● Texte source:

____________

Publié le 15 novembre 2022 par Anargala
Comment traduire sans trahir ?

La spiritualité d'aujourd'hui n'existerait pas sans l'Inde.

Que serait le yoga sans yoga, sans âsana, sans prânâyâma ni samâdhi ?

Que serait le tantra sans mantra, le mystérieux chakra ou le célèbre mandala ?

Or, tous ces mots sont en sanskrit, langue sacrée de l'hindouisme, du bouddhisme et du jaïnisme.

Ses textes sont les plus anciens à avoir été transmis sans interruption jusqu'à nos jours.

Bien sûr, il existe des langues aussi anciennes, comme l'égyptien et le sumérien. 

Mais ces civilisations se sont éteintes, tandis que l'hindouisme et le bouddhisme sont bien vivants.

Mais comment traduire sans trahir ?

Prenons un exemple :

conscience : nous entendons parler de conscience "non-duelle", sans séparation entre le sujet et l'objet, ou encore, on dit "conscience pure", conscience qui n'est pas "conscience de" ceci ou cela, mais conscience dépourvue de tout contenu, comme un ciel sans nuages. 

Mais quels sont les mots sanskrits traduits par "conscience" ?

Les principaux sont cit (prononcer "tchitte") et prakâsha.

Ces deux termes désignent la lumière. 

Ce sont des métaphores.

Cit vient d'une racine -kit, "briller", dont dérive ketu, clarté, lumière, mais aussi "étoile filante", comète, signe évident, bannière, apparition, manifestation.

Mais cit est aussi apparenté à la racine -cint, "penser à", "méditer", considérer", "se soucier de".

Prakâsha désigne la lumière, le fait de briller, l'illuminer. Formé du préfixe pra- "vers l'avant" et de la racine kâsh, "briller", "éclairer", "illuminer". On retrouve cette racine dans Kâshî "La Lumineuse", l'un des noms de la cité de Bénarès.

Dans les deux cas, nous avons donc l'image d'une lumière qui éclaire les choses. Et la conscience est en partie cela : elle est comme une lumière qui éclaire les choses, mêmes les plus intérieures, comme les pensées et les sensations. 

Dans ces racines verbales, il y a également l'idée d'une lumière belle, plaisante, agréable.

A partir de cette métaphore de la lumière, 

ce qu'est la conscience... s'éclaire :

la lumière rend visible, mais elle-même

n'est pas visible.

____________

● Matériel:
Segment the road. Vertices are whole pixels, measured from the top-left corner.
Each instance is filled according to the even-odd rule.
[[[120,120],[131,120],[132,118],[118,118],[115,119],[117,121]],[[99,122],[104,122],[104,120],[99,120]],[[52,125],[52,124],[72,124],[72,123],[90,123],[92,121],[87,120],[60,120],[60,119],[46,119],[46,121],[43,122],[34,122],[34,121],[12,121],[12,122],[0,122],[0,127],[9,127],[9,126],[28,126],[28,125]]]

____________

● Consignes:
A: Traduisez en anglais cette phrase du texte sur la traduction du sanskrit : « Ces deux termes désignent la lumière. »
B: Poursuivez, s'il vous plaît, le texte sur la traduction du sanskrit à partir de sa dernière phrase.

● Réponses:
A: These two terms refer to light.

B:
Une lumière dans le vide,

qui n'a rien à éclairer,

reste invisible.

La lumière ne devient visible

que quand elle se réfléchit

sur un objet.

Sans cela, même si elle éclaire,

même si elle est présente,

elle reste invisible.

La lumière elle-même

n'est jamais directement visible.

Elle n'est vue que par l'intermédiaire

des choses qu'elle éclaire.

Quand on dit qu'on "voit" 

un rayon de lumière,

on voit en fait les grains de poussière

qui renvoient un peu de cette lumière.

Mais la lumière, grâce à laquelle tout est visible,

reste elle-même invisible.

De même, la conscience n'est pas et ne peut

jamais devenir objet de conscience. 

C'est bien grâce à la conscience que tout objet 

devient "visible", apparent, manifeste et qu'il acquiert

son existence. Mais la conscience elle-même

n'est jamais objet de conscience.

Sa clarté se reflète en partie sur les objets,

plus ou moins selon leurs qualités,

comme un objet renvoie plus ou moins

la lumière qu'il reçoit. 

Mais la conscience n'est jamais 

objet de conscience.

Voilà pourquoi, quand il n'y a pas d'objet, de contenu

dont on puisse prendre conscience,

on croit qu'il n'y a pas de conscience.

Comme dans le sommeil profond, 

l'évanouissement ou le coma.

Comme il n'y a pas conscience d'objet,

nous commettons l'erreur de juger

qu'il n'y a pas de conscience du tout.

Alors qu'en réalité, la conscience est présente.

Et c'est grâce à sa présence lumineuse

que nous pouvons dire que nous n'avions

"conscience de rien",

de même que, quand la lumière

n'a rien à éclairer,

nous pouvons dire qu'il

"n'y a rien".

Il n'y a rien, sauf la lumière qui éclaire ce rien.

Il n'y a rien, sauf la conscience qui éclaire ce rien.

Telle est la "pure conscience"

ou "conscience sans objet".

C'est elle dont nous faisons l'expérience chaque nuit,

et aussi entre chaque pensée.

Mais en réalité, nous faisons toujours, 

à chaque instant,

l'expérience de la conscience.

Car aucune expérience n'est possible sans elle.

En fait la conscience est synonyme d'expérience,

tout simplement.

Il n'y a pas d'expérience de la conscience.

Toute expérience est conscience,

de même que la lumière ne peut éclairer la lumière

(qui n'a d’ailleurs pas besoin de lumière,

car elle est lumière),

et que tout objet éclairé est lumière,

sans quoi il ne serait pas visible.

Mais comme la lumière ne peut s'éclairer elle-même

à la manière dont elle éclaire les choses,

on peut dire qu'elle est "ténèbres".

De même, en ce sens précis, 

on peut dire que la conscience est inconscience, inconnaissance absolue.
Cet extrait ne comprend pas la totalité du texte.